Begin Page text
Davide Scaramuzza

The University of Zurich team supervises their Swift quadcopter as it finds its way around the course, over which it beat several world champion UAV racing pilots

Peter Donaldson talks to this robotics and perception professor about his work on developing vision-based navigation for UAVs

A native of Terni in the province of Umbria, central Italy, Dr Davide Scaramuzza leads a team of researchers in the Robotics and Perception Group at the University of Zurich, which is working to develop technology to enable autonomous UAVs to fly themselves as well as or even better than the best human pilots.

He and his team took a big step in that direction in June 2022 when their tiny Swift quadcopter, equipped with a camera, inertial sensors and a neural network controller, beat a group of world champion UAV racing pilots over a demanding course by half a second – a wide margin at this level of the sport and an important milestone on a development path stretching back almost 15 years.

Other milestones include enabling UAVs to perform aerobatic manoeuvres autonomously and to navigate in environments of which they have no prior knowledge. Together, these are steps towards a broader capability he calls agile navigation.
End Page text
Begin Record set
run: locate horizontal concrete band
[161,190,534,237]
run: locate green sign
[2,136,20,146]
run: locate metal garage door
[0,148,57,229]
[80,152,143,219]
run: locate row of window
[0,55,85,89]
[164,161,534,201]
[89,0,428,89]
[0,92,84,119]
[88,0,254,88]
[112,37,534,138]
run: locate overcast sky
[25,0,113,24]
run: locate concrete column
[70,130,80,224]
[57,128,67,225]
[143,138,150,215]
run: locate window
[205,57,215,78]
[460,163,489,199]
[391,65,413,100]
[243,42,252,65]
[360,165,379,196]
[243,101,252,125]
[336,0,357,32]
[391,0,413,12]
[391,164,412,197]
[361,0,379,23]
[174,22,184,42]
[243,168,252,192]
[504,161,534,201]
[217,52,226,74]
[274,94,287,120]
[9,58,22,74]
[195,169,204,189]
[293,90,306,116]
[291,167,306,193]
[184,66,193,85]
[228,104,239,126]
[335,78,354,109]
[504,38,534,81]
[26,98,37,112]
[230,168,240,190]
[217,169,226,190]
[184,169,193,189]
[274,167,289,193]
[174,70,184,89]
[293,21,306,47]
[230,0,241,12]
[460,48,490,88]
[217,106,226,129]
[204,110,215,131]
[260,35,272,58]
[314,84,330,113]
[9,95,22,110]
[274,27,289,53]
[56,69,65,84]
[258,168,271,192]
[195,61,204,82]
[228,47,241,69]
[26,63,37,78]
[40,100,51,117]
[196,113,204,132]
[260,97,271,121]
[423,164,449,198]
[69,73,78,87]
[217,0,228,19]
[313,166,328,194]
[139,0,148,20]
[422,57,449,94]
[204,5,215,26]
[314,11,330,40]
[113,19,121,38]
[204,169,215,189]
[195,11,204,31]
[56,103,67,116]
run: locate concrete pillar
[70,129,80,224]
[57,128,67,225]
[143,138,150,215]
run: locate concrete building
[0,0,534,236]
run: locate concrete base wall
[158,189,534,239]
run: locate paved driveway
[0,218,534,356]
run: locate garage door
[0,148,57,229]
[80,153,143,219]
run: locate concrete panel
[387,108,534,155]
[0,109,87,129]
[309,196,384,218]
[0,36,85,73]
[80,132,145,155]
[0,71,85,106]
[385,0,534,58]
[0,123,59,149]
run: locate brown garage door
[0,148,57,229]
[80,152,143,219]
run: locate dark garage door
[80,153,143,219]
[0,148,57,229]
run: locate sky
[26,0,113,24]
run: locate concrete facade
End Record set
**Exercise instructions:**
A – In the profile of Davide Scaramuzza, write out the passage from "A native of" to "almost 15 years." again, switching "quadcopter" to "drone".
B – Answer these questions from the profile of Davide Scaramuzza:
(i) What town is Davide Scaramuzza a native of?
(ii) By what margin did the Swift quadcopter beat the world champion UAV racing pilots?
(iii) What does he call the broader capability that his team's milestones are steps towards?

**Answers given:**
A –
A native of Terni in the province of Umbria, central Italy, Dr Davide Scaramuzza leads a team of researchers in the Robotics and Perception Group at the University of Zurich, which is working to develop technology to enable autonomous UAVs to fly themselves as well as or even better than the best human pilots.

He and his team took a big step in that direction in June 2022 when their tiny Swift drone, equipped with a camera, inertial sensors and a neural network controller, beat a group of world champion UAV racing pilots over a demanding course by half a second – a wide margin at this level of the sport and an important milestone on a development path stretching back almost 15 years.

B –
(i) Terni, in the province of Umbria, central Italy.
(ii) By half a second.
(iii) Agile navigation.